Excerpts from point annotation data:

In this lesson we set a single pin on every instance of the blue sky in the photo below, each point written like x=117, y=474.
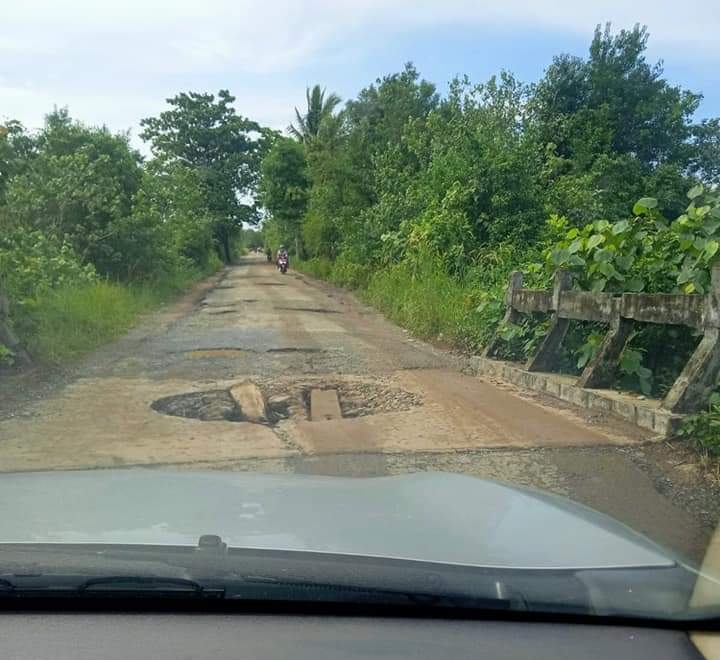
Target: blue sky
x=115, y=63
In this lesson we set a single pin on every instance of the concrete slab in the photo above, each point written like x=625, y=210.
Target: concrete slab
x=324, y=405
x=248, y=396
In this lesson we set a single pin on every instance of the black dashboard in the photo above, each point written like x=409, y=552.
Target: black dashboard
x=83, y=636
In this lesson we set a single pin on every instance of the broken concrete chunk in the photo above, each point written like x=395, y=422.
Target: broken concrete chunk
x=250, y=399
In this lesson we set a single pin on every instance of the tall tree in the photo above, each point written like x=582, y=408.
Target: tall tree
x=206, y=133
x=318, y=110
x=283, y=188
x=16, y=148
x=80, y=185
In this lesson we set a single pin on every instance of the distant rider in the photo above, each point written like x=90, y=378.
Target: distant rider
x=282, y=252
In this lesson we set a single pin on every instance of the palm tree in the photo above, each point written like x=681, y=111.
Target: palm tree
x=318, y=109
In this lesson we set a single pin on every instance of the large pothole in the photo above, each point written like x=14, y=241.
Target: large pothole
x=283, y=399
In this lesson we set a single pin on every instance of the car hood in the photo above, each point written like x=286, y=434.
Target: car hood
x=435, y=517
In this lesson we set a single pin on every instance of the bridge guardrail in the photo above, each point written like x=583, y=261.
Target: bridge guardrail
x=621, y=311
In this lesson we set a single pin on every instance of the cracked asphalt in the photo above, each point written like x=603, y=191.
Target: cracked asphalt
x=407, y=406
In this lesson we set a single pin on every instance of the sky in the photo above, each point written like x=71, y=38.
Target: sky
x=114, y=63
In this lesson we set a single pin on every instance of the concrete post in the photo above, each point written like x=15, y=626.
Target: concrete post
x=600, y=371
x=511, y=314
x=7, y=336
x=691, y=390
x=546, y=355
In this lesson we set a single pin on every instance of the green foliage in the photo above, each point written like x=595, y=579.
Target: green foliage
x=77, y=206
x=283, y=190
x=7, y=356
x=644, y=253
x=319, y=109
x=703, y=430
x=223, y=148
x=32, y=262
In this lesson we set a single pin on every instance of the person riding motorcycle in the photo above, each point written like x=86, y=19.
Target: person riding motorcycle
x=283, y=253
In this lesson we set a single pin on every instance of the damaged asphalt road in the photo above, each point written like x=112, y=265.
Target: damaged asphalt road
x=227, y=379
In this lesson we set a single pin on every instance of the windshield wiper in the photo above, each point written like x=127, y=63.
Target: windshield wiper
x=112, y=585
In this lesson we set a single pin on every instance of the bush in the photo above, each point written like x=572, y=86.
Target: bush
x=703, y=430
x=70, y=320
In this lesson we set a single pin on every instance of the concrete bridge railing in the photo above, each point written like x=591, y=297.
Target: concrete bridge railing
x=7, y=336
x=620, y=312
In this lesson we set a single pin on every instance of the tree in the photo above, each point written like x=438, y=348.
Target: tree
x=16, y=148
x=79, y=185
x=609, y=122
x=283, y=187
x=318, y=110
x=224, y=148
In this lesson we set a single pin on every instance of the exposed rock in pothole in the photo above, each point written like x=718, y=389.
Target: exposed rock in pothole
x=358, y=398
x=241, y=403
x=212, y=406
x=268, y=402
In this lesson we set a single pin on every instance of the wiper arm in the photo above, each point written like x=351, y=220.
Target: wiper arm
x=146, y=585
x=111, y=585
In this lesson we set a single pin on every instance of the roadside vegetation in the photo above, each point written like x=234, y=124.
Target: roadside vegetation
x=426, y=202
x=92, y=234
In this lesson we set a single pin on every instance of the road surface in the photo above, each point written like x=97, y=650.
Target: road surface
x=254, y=370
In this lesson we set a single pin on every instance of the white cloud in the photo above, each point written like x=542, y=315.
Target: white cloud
x=117, y=61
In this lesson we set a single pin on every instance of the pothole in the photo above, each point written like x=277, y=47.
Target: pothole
x=295, y=349
x=313, y=310
x=212, y=406
x=221, y=406
x=282, y=399
x=216, y=311
x=213, y=353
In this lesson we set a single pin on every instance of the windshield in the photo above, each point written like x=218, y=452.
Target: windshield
x=412, y=301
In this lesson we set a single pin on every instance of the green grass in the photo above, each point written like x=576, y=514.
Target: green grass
x=66, y=322
x=427, y=300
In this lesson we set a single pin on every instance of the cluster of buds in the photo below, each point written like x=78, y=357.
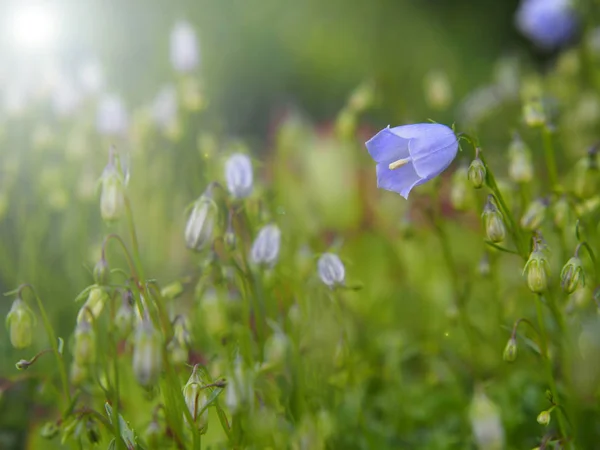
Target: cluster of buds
x=493, y=221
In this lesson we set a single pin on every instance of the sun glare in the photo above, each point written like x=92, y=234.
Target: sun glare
x=34, y=26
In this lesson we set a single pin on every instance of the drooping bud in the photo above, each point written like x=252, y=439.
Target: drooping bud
x=331, y=269
x=477, y=173
x=147, y=353
x=560, y=212
x=20, y=322
x=201, y=223
x=84, y=351
x=184, y=51
x=195, y=398
x=94, y=304
x=510, y=351
x=536, y=270
x=534, y=215
x=486, y=422
x=520, y=169
x=101, y=272
x=572, y=275
x=124, y=317
x=112, y=196
x=493, y=221
x=238, y=173
x=543, y=418
x=265, y=249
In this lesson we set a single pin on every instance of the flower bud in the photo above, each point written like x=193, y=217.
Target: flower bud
x=239, y=391
x=572, y=275
x=520, y=169
x=265, y=249
x=94, y=304
x=536, y=270
x=147, y=353
x=20, y=322
x=112, y=196
x=331, y=269
x=493, y=221
x=238, y=173
x=201, y=223
x=561, y=212
x=534, y=215
x=195, y=398
x=544, y=418
x=510, y=351
x=486, y=422
x=124, y=317
x=101, y=272
x=477, y=173
x=85, y=343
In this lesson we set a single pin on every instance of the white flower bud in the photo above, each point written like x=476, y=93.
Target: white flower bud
x=331, y=269
x=200, y=225
x=265, y=249
x=238, y=172
x=185, y=55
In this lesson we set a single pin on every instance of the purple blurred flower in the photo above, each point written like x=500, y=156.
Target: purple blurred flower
x=185, y=55
x=548, y=23
x=410, y=155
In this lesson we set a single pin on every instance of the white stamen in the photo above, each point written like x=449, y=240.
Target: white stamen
x=399, y=163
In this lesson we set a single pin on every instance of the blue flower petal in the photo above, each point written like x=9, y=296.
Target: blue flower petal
x=400, y=180
x=386, y=147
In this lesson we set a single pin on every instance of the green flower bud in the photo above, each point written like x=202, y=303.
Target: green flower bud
x=544, y=418
x=536, y=270
x=124, y=317
x=520, y=169
x=20, y=322
x=572, y=275
x=93, y=305
x=510, y=351
x=534, y=215
x=195, y=398
x=561, y=212
x=101, y=272
x=112, y=196
x=147, y=353
x=85, y=343
x=477, y=173
x=493, y=221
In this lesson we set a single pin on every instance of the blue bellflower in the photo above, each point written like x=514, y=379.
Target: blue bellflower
x=410, y=155
x=548, y=23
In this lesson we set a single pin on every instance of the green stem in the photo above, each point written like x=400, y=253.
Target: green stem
x=549, y=155
x=548, y=365
x=53, y=341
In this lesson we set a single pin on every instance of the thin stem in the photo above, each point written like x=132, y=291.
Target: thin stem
x=53, y=341
x=548, y=364
x=549, y=156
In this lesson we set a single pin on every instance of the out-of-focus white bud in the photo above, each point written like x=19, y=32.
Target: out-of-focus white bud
x=331, y=269
x=185, y=54
x=238, y=173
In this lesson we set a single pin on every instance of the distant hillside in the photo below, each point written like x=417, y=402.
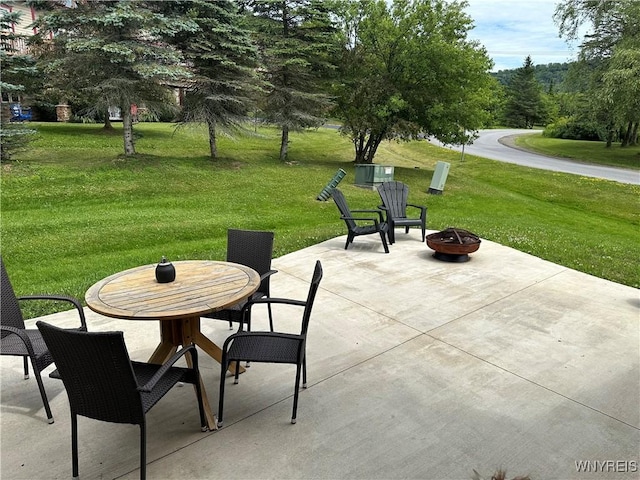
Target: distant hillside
x=552, y=73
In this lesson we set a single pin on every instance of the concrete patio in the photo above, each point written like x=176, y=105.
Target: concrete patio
x=417, y=369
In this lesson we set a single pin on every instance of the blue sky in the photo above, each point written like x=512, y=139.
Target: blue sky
x=512, y=29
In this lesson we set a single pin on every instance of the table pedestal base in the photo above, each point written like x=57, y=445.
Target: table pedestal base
x=185, y=331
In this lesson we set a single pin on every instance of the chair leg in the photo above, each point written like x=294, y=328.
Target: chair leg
x=349, y=240
x=74, y=444
x=143, y=450
x=43, y=393
x=295, y=395
x=304, y=372
x=237, y=374
x=270, y=316
x=223, y=373
x=198, y=388
x=384, y=242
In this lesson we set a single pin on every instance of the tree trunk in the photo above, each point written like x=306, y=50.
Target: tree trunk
x=284, y=143
x=127, y=132
x=626, y=138
x=213, y=147
x=634, y=134
x=107, y=122
x=366, y=151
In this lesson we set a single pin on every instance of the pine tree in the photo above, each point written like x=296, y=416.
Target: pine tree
x=115, y=52
x=18, y=72
x=223, y=62
x=524, y=100
x=296, y=40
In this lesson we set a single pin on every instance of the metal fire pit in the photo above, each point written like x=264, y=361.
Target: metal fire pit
x=453, y=244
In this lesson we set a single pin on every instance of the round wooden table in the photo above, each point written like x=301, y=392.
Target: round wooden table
x=200, y=287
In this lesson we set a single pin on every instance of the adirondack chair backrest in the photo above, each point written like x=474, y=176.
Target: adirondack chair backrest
x=394, y=197
x=341, y=203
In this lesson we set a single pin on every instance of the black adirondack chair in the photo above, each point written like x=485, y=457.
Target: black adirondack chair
x=394, y=197
x=367, y=222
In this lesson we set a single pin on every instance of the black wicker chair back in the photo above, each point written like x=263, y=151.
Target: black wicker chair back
x=102, y=382
x=394, y=197
x=273, y=346
x=255, y=250
x=365, y=223
x=16, y=340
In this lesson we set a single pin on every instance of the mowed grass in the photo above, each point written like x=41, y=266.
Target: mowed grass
x=582, y=150
x=74, y=210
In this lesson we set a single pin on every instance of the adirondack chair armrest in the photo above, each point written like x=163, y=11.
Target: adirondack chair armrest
x=362, y=219
x=422, y=208
x=379, y=212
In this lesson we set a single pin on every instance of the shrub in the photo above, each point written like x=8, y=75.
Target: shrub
x=570, y=128
x=14, y=138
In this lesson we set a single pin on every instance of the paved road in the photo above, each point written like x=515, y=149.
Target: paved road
x=493, y=144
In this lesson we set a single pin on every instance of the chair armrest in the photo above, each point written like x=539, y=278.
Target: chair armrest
x=421, y=207
x=63, y=298
x=267, y=274
x=362, y=219
x=22, y=335
x=241, y=333
x=246, y=309
x=378, y=211
x=147, y=387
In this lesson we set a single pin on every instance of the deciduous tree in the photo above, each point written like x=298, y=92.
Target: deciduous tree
x=407, y=68
x=608, y=59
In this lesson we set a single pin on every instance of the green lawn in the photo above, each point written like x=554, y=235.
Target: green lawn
x=74, y=210
x=582, y=150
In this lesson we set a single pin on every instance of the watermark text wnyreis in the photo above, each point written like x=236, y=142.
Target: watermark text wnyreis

## [TASK DIRECTIONS]
Rewrite the lines between the one holding "like x=476, y=93." and the one holding "x=399, y=163", inclusive, as a two-column CSV with columns named request and points. Give one row per request, put the request text and its answer each in a single quoted field, and replace line breaks with spaces.

## [RESULT FOR THIS TASK]
request,points
"In this lesson we set a single pin on every instance of the white flower bud in the photo above, each point written like x=476, y=93. Target: white flower bud","x=331, y=269 x=200, y=225 x=265, y=249 x=238, y=172 x=185, y=55"
"In this lesson we set a single pin on every instance of the purple blurred flower in the photo above, each point written like x=500, y=156. Target: purple blurred flower","x=185, y=55 x=548, y=23 x=410, y=155"
"In this lesson we set a single pin on every instance of the white stamen in the photo above, each point written like x=449, y=240. Target: white stamen","x=399, y=163"